CONSEGNA 1: Stampa parola per parola il passo dell'intervista compreso tra "Oh sì, certamente!" e "show; è proprio riuscito!", estremi inclusi.

======== ESTRATTO

Di - 28 Marzo 2011 - 9:30
Flotsam and Jetsam (Craig Nielsen)

Quando abbiamo visto la copertina realizzata da Travis Smith abbiamo pensato che desse idea del freddo. E’ venuto da sé che il disco si dovesse chiamare “The Cold”
(Craig Nielsen)

Stesura domande a cura di Tarja Virmakari e Nicola Furlan
Intervista a cura di Tarja Virmakari
Traduzione a cura di Nicola Furlan

 

Da qualche anno a questa parte le thrash metal band hanno ricominciato a far parlar di sé. Chi copia dal passato, chi invece cerca di proporre qualcosa di nuovo rifacendosi agli stilemi classici della bay area, piuttosto che del movimento teutonico, sono ad ogni modo quasi tutti nuovamente sul campo per cercar di far valere la qualità del proprio operato. Tra le vecchie glorie spuntano i Flotsam & Jetsam che, in verità, rispetto a molti loro colleghi di vecchia data nuovamente al lavoro dopo decenni, quella scena non l’hanno mai abbandonata. Anzi, il loro stile s’è evoluto e ha permesso che restassero in forma come pochi altri. L’ultima fatica discografica, “The Cold” , l’ha dimostrato! Dall’altra parte del telefono troviamo il batterista Craig Nielsen che, pur non facendo parte della famosa formazione che ha dato alle stampe il capolavoro “Doomsday for the Deceiver” (1986), ha raccolto con gran sensibilità tutta la storia che ha reso importanti nel tempo i Flotsam and Jetsam… a proposito, saprà qualcosa dell’origine di tal nome?

…sono nella band da soli quindici anni e purtroppo non c’ero in quel periodo. A dire la verità non ho mai chiesto loro il significato del nome…

Ti sei unito alla band nel 1997; ricordi qualcosa del tuo primo concerto coi Flotsam & Jetsam?
 
Oh sì, certamente! È stato a Phoenix, nella città natale della band, era un club piuttosto grande. Quello è stato il mio primo show con la band. Il gruppo aveva su di sè gli occhi puntati, quindi Mark Simson ed io, assunti lo stesso giorno, avevamo molto da dimostrare in quel concerto. Era il nostro primo spettacolo nei Flotsam! Mi ricordo tutto di quello show; è proprio riuscito!

================
======== RECORD FORNITI

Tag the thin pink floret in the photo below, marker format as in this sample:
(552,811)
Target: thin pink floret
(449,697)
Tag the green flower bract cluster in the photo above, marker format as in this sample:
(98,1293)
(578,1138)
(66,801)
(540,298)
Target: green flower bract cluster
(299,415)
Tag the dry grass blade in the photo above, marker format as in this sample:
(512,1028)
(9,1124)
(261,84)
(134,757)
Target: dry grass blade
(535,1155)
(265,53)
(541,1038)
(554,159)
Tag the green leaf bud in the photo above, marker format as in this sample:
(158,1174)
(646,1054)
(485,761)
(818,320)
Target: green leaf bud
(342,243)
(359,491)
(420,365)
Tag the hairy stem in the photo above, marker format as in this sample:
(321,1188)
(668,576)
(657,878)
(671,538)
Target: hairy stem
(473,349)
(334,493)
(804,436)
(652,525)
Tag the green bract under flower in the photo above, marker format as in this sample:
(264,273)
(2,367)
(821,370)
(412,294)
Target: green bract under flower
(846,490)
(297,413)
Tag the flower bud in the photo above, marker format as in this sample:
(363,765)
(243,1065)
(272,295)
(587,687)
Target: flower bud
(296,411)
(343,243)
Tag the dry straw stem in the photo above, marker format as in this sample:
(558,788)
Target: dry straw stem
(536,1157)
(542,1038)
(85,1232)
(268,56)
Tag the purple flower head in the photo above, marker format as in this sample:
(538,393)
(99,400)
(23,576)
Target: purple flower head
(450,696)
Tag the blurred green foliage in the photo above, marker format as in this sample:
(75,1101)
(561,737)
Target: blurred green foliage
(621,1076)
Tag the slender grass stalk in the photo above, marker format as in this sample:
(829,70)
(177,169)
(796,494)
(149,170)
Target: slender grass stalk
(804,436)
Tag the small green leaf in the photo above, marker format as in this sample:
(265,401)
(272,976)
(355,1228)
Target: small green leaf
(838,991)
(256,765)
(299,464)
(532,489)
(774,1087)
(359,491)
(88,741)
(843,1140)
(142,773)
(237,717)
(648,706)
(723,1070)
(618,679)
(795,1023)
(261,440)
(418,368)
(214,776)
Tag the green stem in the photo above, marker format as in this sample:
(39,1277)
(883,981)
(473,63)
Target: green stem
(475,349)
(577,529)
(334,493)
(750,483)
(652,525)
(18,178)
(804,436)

================

CONSEGNA 2: Riporta senza alcuna modifica le righe dei record comprese tra quella che contiene "Tag the green stem" e la fine dei record, estremi inclusi.

SOLUZIONE 1:
Oh sì, certamente! È stato a Phoenix, nella città natale della band, era un club piuttosto grande. Quello è stato il mio primo show con la band. Il gruppo aveva su di sè gli occhi puntati, quindi Mark Simson ed io, assunti lo stesso giorno, avevamo molto da dimostrare in quel concerto. Era il nostro primo spettacolo nei Flotsam! Mi ricordo tutto di quello show; è proprio riuscito!

SOLUZIONE 2:
Tag the green stem in the photo above, marker format as in this sample:
(39,1277)
(883,981)
(473,63)
Target: green stem
(475,349)
(577,529)
(334,493)
(750,483)
(652,525)
(18,178)
(804,436)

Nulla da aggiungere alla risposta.